WHAT THE TASK ASKS: Whenever a line below includes the string "pointer", show it.

Source records:
[Start of section]
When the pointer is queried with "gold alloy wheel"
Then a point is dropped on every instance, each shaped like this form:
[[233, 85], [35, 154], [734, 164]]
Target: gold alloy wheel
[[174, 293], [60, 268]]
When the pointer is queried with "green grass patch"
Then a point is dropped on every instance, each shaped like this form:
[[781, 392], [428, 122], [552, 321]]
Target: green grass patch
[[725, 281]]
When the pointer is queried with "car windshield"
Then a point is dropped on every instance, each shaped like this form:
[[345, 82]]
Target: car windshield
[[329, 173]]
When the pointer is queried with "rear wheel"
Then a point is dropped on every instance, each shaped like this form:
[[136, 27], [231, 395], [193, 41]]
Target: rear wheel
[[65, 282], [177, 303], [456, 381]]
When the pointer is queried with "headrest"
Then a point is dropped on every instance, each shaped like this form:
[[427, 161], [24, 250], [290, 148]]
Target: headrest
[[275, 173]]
[End of section]
RESULT BELOW:
When the pointer is queried with "gold alloy wheel"
When the pointer is queried with "green grass patch"
When the pointer is queried with "car windshield"
When the pointer is queried with "rear wheel"
When the pointer is queried with "headrest"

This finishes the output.